• WHAT IS EXPECTED: Count the lines in the entries below that contain the string "rack", treating uppercase and lowercase as different. Reply with the number only.

Start of DATA SHOWN

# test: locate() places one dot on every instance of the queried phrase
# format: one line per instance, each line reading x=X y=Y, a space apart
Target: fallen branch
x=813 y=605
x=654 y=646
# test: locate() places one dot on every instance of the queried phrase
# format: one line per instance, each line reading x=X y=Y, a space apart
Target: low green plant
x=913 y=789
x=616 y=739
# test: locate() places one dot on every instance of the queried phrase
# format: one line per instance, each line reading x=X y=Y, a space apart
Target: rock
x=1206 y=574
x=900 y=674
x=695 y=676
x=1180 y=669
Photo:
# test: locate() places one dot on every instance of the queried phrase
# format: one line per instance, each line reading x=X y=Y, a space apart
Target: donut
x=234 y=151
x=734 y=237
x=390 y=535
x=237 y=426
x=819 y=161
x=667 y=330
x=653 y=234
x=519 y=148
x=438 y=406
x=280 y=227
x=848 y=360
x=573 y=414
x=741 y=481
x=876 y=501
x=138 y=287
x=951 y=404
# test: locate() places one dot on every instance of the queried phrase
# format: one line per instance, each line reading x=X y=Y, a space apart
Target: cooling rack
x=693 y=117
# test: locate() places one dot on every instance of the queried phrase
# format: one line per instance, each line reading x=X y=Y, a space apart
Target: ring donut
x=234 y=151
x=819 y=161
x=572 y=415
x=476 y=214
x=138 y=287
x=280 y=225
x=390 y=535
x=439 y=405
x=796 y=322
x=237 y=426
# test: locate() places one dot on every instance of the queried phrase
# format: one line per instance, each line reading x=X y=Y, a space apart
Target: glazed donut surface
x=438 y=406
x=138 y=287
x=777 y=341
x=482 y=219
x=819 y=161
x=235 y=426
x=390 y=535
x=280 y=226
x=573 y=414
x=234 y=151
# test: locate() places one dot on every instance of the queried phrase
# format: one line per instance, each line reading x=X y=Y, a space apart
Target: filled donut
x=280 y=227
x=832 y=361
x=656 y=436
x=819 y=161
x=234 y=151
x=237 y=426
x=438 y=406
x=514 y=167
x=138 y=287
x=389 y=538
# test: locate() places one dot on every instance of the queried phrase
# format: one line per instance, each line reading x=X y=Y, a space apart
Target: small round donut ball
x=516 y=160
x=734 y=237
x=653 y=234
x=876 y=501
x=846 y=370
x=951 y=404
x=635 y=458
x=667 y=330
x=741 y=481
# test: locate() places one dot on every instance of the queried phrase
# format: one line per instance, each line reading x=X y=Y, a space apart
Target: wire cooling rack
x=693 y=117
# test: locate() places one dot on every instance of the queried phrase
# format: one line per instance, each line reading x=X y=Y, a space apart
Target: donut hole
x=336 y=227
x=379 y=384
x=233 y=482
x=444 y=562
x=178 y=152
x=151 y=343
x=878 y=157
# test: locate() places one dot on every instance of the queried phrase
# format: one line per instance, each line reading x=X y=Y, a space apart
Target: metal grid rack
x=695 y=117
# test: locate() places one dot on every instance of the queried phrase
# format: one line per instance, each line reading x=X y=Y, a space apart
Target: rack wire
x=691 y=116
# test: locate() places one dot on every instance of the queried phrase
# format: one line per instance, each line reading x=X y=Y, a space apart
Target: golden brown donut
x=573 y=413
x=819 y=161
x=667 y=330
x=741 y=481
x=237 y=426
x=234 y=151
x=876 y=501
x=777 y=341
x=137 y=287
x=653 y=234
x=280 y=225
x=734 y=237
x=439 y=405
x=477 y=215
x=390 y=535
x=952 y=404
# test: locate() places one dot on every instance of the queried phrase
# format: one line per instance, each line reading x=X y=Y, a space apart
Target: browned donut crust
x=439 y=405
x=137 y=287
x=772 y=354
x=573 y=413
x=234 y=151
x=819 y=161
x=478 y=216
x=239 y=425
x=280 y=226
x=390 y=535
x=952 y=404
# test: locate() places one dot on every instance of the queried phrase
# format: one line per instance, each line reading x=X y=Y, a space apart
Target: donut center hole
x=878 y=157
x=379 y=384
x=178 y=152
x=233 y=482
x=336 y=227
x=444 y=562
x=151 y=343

End of DATA SHOWN
Start of DATA SHOWN

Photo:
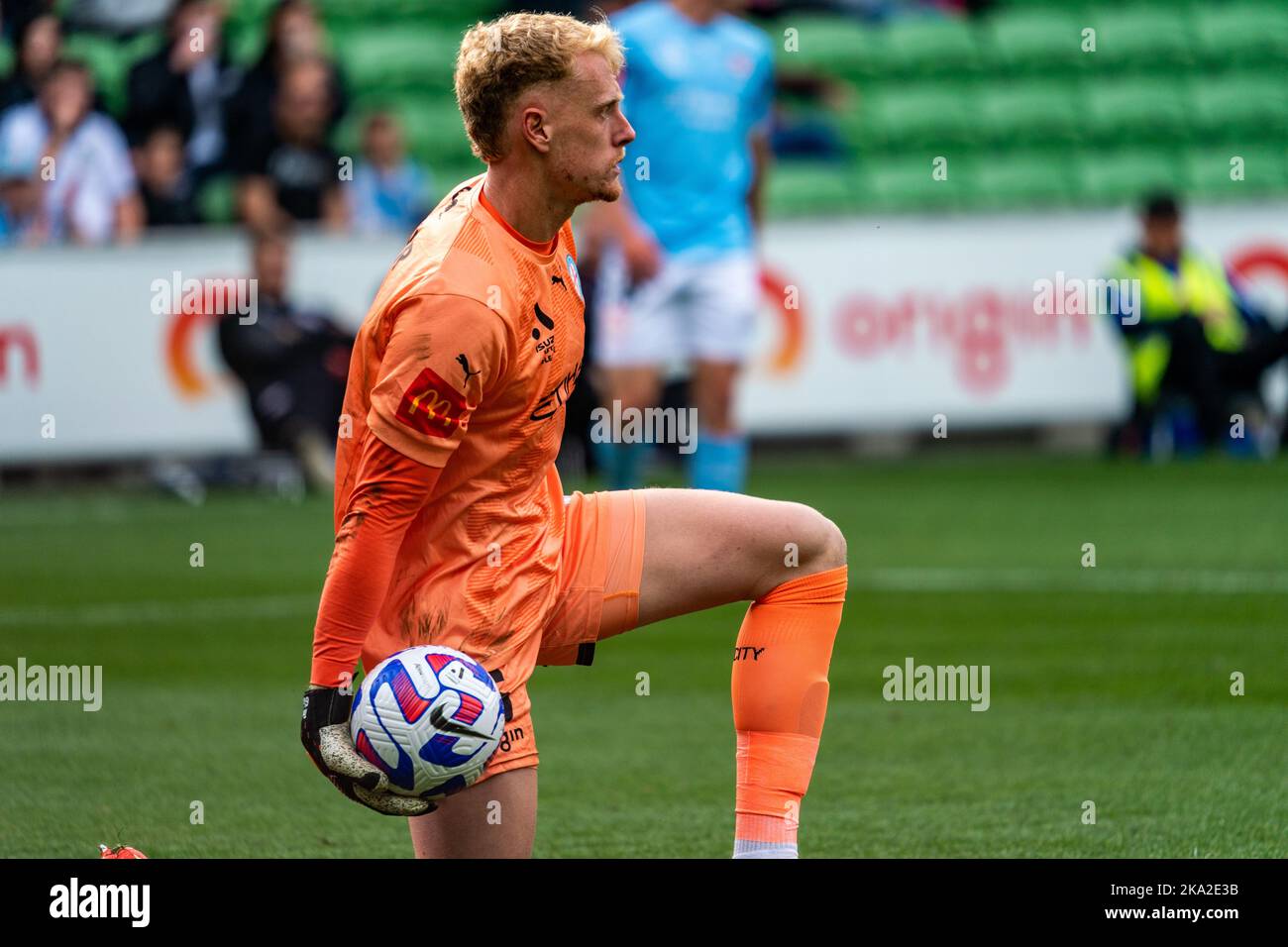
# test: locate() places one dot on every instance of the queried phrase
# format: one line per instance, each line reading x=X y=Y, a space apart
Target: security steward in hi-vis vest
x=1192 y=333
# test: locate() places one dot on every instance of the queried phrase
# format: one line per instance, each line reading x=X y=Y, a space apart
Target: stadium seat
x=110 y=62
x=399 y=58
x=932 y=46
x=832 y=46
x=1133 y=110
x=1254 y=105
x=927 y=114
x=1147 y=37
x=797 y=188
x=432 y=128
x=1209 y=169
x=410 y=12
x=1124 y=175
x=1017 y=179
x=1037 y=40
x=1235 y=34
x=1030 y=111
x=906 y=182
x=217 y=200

End of DATA SHOWN

• ANSWER FOR THE TASK: 4